> [THE REQUEST]
In the records below, locate the line containing "Please point out the stone pillar", then extract it and all following lines exactly, ending with the last line.
========
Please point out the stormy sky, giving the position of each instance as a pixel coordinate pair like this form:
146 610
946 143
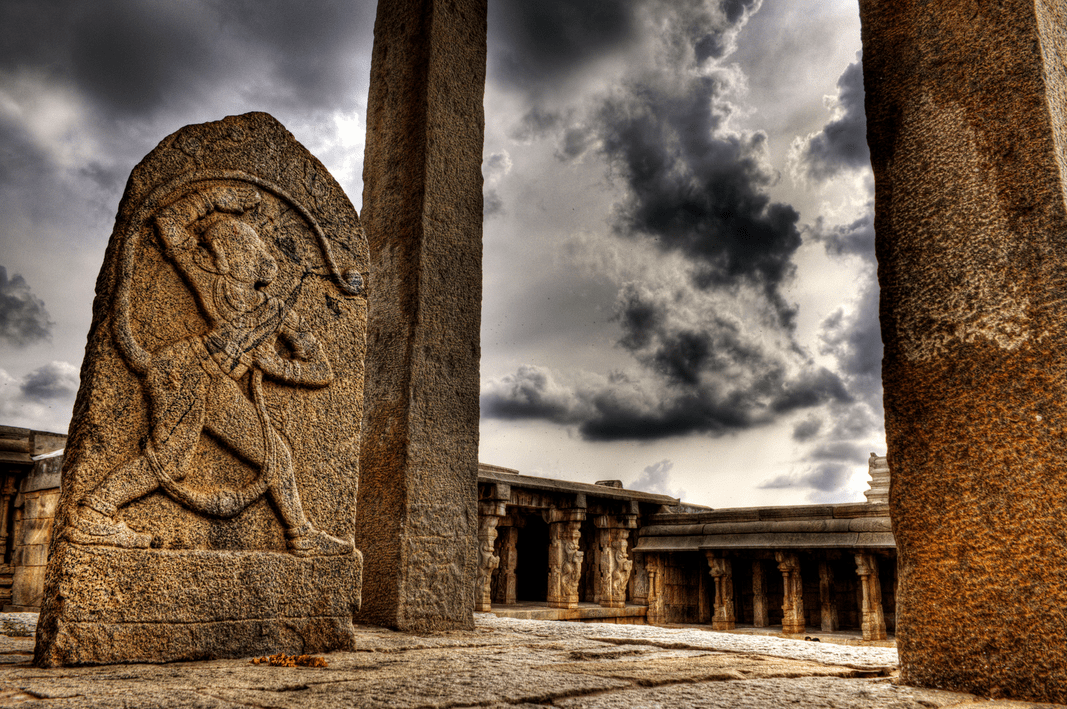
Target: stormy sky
679 253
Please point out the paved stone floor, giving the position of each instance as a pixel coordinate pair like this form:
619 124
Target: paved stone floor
503 663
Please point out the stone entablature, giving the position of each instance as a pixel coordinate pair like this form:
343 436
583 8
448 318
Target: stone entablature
582 534
859 525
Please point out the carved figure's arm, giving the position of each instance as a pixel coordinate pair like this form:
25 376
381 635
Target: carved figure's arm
308 367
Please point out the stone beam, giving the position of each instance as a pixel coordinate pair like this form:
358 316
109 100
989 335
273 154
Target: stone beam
421 206
967 122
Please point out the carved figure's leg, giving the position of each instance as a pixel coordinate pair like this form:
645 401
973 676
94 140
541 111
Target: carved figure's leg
237 424
177 418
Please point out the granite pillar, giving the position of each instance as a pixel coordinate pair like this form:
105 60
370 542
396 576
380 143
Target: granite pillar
612 561
657 600
827 599
873 621
509 561
761 618
793 620
564 556
967 123
490 514
423 210
721 571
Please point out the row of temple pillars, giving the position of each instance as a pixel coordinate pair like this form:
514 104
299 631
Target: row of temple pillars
566 556
873 621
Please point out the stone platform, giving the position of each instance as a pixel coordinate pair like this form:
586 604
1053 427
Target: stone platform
585 613
504 662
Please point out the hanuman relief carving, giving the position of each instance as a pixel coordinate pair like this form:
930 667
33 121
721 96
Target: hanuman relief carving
213 381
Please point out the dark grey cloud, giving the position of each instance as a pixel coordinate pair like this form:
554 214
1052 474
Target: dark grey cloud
706 376
56 380
536 44
492 204
854 336
136 59
697 192
695 189
841 144
807 429
855 238
24 319
830 467
530 393
656 478
536 123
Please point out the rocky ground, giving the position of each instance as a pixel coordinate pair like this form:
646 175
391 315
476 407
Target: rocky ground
503 663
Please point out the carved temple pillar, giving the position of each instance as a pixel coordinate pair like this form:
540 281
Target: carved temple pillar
612 561
508 551
874 621
490 513
761 617
564 556
827 599
657 605
639 580
793 620
9 491
721 570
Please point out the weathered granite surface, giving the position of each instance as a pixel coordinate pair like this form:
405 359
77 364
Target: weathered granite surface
966 107
506 663
209 486
421 205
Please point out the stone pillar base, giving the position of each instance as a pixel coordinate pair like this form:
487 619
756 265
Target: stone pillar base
161 605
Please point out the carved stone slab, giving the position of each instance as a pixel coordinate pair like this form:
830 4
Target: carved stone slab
208 501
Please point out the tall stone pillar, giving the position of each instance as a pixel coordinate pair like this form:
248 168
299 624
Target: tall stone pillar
793 620
722 572
967 123
874 621
639 580
657 600
490 514
421 210
761 617
827 599
564 556
612 561
509 560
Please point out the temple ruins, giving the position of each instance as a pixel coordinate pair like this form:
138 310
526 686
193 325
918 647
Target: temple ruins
560 550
========
> [ANSWER TO THE TASK]
Please point out the stone pillar base, giving the position of each instance as a pixel coordinate pair like this form:
487 619
756 265
Target: stone pillar base
161 605
Please point out the carved stone slab, giving the position of each instance as a pixel coordinate pair like this form:
830 4
Target: carved stone slab
208 501
Please point out the tall stone pillar, giving the position of each instance as a pixel coordinate pair like this form:
248 168
299 624
Target: tall stone pillar
793 620
722 572
967 123
874 621
639 580
657 600
490 514
421 210
761 617
827 599
564 556
612 561
509 560
Please point out the temple ruins, giving the position of each instance as a pixel coordinate pair like this form:
138 310
526 686
193 325
918 647
Target: temple ruins
560 550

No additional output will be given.